■ WORK ITEM:
Translate this sentence from the news story below about the clinic's lawsuit settlement into Spanish: "Without admitting any wrongdoing, the Kerlan-Jobe Orthopaedic Clinic agreed to pay the $2.65 million on behalf of itself and 17 of its physicians, including co-founder Dr. Frank W. Jobe."

[TEXT PROVIDED]

Home > Press/News > Kerlan-Jobe Clinic Pays to Settle Lawsuit
The world-famous sports medicine clinic whose physicians tend to the Lakers, Dodgers and Kings has paid $2.65 million to the government to settle a whistle-blower lawsuit alleging it overbilled Medicare and other federal health-care programs over an eight-year period, the U.S. attorney’s office said Tuesday.
Without admitting any wrongdoing, the Kerlan-Jobe Orthopaedic Clinic agreed to pay the $2.65 million on behalf of itself and 17 of its physicians, including co-founder Dr. Frank W. Jobe.
“This settlement sends a message that no physician, no matter how prominent, is above the law,” said Assistant U.S. Atty. David K. Barrett.
But Dr. Ralph Gambardella, the clinic’s president and chairman, maintained that the dispute was over technical issues that did not reflect on the doctors’ professional conduct.
The lawsuit was brought by a former employee under the False Claims Act, which allows private citizens to sue for fraud on behalf of the federal government and receive up to 25% of the money recovered.
Trevor R. Baylor, who was in charge of maintaining patient records at the clinic, stands to receive $556,500, or 21% of the settlement, according to the U.S. attorney’s office.
It was the second time Baylor had successfully sued a medical facility under the federal whistle-blower law. In 2000, California Emergency Physicians, one of the state’s largest emergency physician groups, agreed to pay the government $1.2 million to settle allegations of overbilling uncovered by Baylor.
California Emergency Physicians was under contract at Pomona Valley Hospital Medical Center, where Baylor was employed in the mid- 1990s as medical records director.
“His experience there led him to know it when he saw it at Kerlan-Jobe,” his attorney, Paul D. Scott, said Tuesday.
Baylor declined to be interviewed, referring all queries to Scott, who said his client was assessing his future in light of the settlement. “It’s been a long ordeal for Trevor,” said the attorney. The lawsuit was filed under seal in 1998, and persuading the government to join the case was a struggle, according to Scott.
The suit alleged that Kerlan-Jobe, which has offices in Los Angeles, Beverly Hills, Pasadena and Anaheim, knowingly overbilled Medicare, Medi-Cal, the U.S. Labor Department’s workers’ compensation program and the Defense Department’s medical program from 1993 through 2001.
In many cases, the suit contended, doctors at the clinic “upcoded” or billed for more elaborate procedures than were actually performed. Other times, the suit alleged, follow-up examinations were booked as first-time consultations, entitling the physicians to bill at a higher rate.
The suit also charged that doctors at Kerlan-Jobe engaged in a practice known as “unbundling.” For example, a physician who performed an orthopedic surgery would bill separately for the surgery and for a graft used in the surgery, the suit alleged.
In 1998, the suit alleged, an internal audit revealed widespread billing irregularities at Kerlan-Jobe. Baylor charged that the clinic and its physicians were informed of the findings but made no effort to reimburse the government for the excessive billings.
He estimated the government’s losses at $1.25 million or more. If Baylor and the government had prevailed at trial, Kerlan-Jobe would have been liable for triple the government’s losses plus civil penalties.

[/TEXT PROVIDED]
[DATA PROVIDED]

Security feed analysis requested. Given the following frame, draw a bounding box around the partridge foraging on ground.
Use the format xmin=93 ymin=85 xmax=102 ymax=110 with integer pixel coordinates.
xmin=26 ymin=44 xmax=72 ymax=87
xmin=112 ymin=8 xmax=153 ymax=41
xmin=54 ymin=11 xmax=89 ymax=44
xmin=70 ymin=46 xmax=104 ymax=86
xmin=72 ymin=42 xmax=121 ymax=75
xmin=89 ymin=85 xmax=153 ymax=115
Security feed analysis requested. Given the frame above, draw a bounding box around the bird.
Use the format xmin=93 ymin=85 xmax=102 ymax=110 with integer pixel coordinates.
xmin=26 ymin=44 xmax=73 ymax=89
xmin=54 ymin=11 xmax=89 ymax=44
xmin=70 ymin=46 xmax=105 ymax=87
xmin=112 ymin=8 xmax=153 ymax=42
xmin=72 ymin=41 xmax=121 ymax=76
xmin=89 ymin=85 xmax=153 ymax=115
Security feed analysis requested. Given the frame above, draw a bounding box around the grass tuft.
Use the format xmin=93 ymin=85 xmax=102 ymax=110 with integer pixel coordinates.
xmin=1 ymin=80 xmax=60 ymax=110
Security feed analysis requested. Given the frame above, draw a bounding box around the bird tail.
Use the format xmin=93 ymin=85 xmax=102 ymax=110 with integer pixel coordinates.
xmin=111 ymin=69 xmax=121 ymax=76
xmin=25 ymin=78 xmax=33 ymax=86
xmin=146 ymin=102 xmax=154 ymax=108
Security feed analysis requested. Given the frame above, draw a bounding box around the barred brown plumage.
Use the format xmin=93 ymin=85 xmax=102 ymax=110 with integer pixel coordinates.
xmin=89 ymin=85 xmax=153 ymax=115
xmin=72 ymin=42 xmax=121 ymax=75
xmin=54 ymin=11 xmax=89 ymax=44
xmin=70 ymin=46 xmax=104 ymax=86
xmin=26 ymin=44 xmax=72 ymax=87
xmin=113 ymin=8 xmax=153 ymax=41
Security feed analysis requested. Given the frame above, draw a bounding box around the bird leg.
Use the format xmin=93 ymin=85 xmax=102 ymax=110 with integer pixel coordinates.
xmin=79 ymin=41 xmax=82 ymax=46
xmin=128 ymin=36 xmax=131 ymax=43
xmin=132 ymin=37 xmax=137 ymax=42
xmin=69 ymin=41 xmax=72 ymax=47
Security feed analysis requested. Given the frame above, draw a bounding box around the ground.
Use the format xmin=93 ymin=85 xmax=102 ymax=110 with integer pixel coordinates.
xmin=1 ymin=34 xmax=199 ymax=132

[/DATA PROVIDED]

■ RESPONSE TO THE TASK:
Sin admitir ninguna irregularidad, la Clínica Ortopédica Kerlan-Jobe acordó pagar los 2,65 millones de dólares en nombre propio y de 17 de sus médicos, entre ellos el cofundador, el Dr. Frank W. Jobe.